#### [WHAT IS EXPECTED]
Pick up the affiliate program terms below where they end, and keep writing them in the same style.

#### [TEXT PASSAGE]

******************************

By joining the Affiliate Program, you represent and warrant that you have read, understood, and agree to be bound by these Affiliate Terms in their entirety. You also acknowledge that any personal data you provide will be processed in accordance with our Privacy Policy.

If you do not agree to these Affiliate Terms, you must immediately cease all participation in the Program. If you are using the Platform on behalf of a company or other legal entity, you represent and warrant that you have the authority to bind such entity to these Affiliate Terms.

These Terms, including all provisions outlined herein, are valid and enforceable as of the date mentioned herein. By joining the Program, users confirm their agreement to the Affiliate Terms. The Company reserves the right to update this document in accordance with Section 2 of these Terms, and users are encouraged to review the most current version available on the Platform.
1.1. DEFINITIONS
For the purposes of these Terms, the following definitions apply:
  • “Affiliate”: An individual or entity whose application to the Affiliate Program has been approved by the Company and who is authorized to promote the Platform under these Terms.
  • “Commission” is the form of compensation given to Affiliates for referring clients to the Company.
  • “Engaged Affiliate / Sub-affiliate”: A third-party individual or entity introduced to the Program by an existing Affiliate and officially registered through the appropriate referral mechanism.
  • “Fraudulent Traffic”: Any traffic or activity generated through deceptive, dishonest, manipulative, or otherwise non-compliant means, including but not limited to fake accounts, bot traffic, incentivized clicks, or misleading promotions. Such traffic is strictly prohibited and will result in immediate disqualification from the Program.
  • “Net Eligible Revenue”: The total net revenue generated from a Qualified Client’s activity, after deduction of applicable bonuses, discount coupons, chargebacks, refunds, and similar adjustments.
  • “Qualified Client”: A fully verified user who registers through the Affiliate’s unique tracking link and successfully completes the purchase of a Challenge.
  • “Tracking Link”: A unique URL or referral code provided by the Company to the Affiliate, used to track and attribute client activity. Only activity recorded through this tracking system is eligible for commission.

******************************

#### [PROVIDED DATA]
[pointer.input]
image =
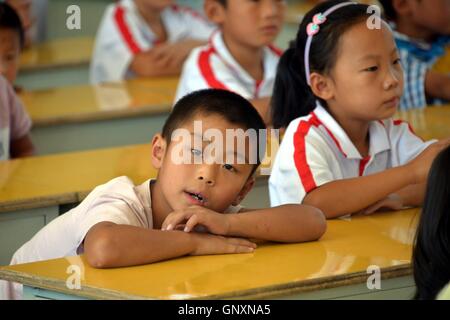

******************************

#### [WRITTEN RESPONSE]
2. MODIFICATION/CHANGES
2.1. RIGHT TO AMEND
We reserve the right to update, amend, or modify these Affiliate Terms at our sole discretion and at any time. Changes to these Affiliate Terms may be made to reflect updates in our business practices, regulatory requirements, or for any other legitimate reason deemed necessary by the Company.
2.2. NOTIFICATION OF CHANGES
When changes are made, we will provide notice by updating the “Last Updated” date at the top of these Affiliate Terms. For material changes that may significantly impact users’ rights or obligations, the Company will endeavor to notify users through additional channels, such as email or in-platform notifications.
2.3. USER CONSENT TO CHANGES
By continuing to refer clients to the Platform and participating in the Program after the updated Affiliate Terms become effective, users agree to be bound by the revised Affiliate Terms. If a user does not agree with the changes, they must cease all participation in the Program.
2.4. AVAILABILITY OF TERMS
The most current version of these Affiliate Terms will always be available at the Platform. It is the responsibility of users to review these Affiliate Terms periodically to ensure they are aware of any modifications.
2.5. RETROACTIVE APPLICATION
Unless otherwise specified, any changes to these Affiliate Terms will not retroactively modify the parties’ rights and obligations concerning prior use of the Platform. However, if retroactive application is required by law or regulatory authorities, the updated Affiliate Terms will be applicable accordingly.
2.6. LOCAL REGULATORY COMPLIANCE
Any modifications to these Affiliate Terms will comply with the regulatory requirements applicable in the United Arab Emirates, as well as any international obligations relevant to the Company’s operations.
3. PROGRAM ENROLLMENT
By enrolling in the Program, you further agree to actively promote the Platform in good faith and to refer prospective clients strictly through your assigned Tracking Link.

The Company reserves the right, at its discretion, to accept or reject any Affiliate application, or to terminate the participation of any Affiliate at any time for cause.
4. COMMISSION
By enrolling in the Program, you further agree to actively promote the Platform in good faith and to refer prospective clients strictly through your assigned Tracking Link.

The Company reserves the right, at its discretion, to accept or reject any Affiliate application, or to terminate the participation of any Affiliate at any time for cause.
4.1. COMMISSION STRUCTURE
Affiliates shall be eligible to receive a commission from Qualified Clients challenge purchases who purchase a trading challenge but do not successfully complete it.

The applicable commission percentage depends on the Affiliate’s plan tier, as set forth below:
Plan
Revenue share %
Level 1
50%
Level 2
55%
Level 3
60%
Level 4
65%
Level 5
70%
Level 6
75%
Level 7
80%
4.2. CALCULATION OF COMMISSION
Affiliate commissions are calculated based on 79% of the gross revenue, after a fixed 21% deduction to account for:
  • Payment processing fees (7%)
  • Reserve and risk management fees (14%)
All commissions are calculated only from Net Eligible Revenue, after deducting any discounts, bonuses, chargebacks, refunds, or other adjustments.

The Company reserves the right to update fees or plan tiers at any time with prior notice.
5. PAYMENT TERMS
5.1. PAYOUT SCHEDULE
  1. Standard Affiliate payouts shall be generated automatically on the first day of each calendar month, subject to the condition that the Affiliate’s accrued balance equals or exceeds USD 100.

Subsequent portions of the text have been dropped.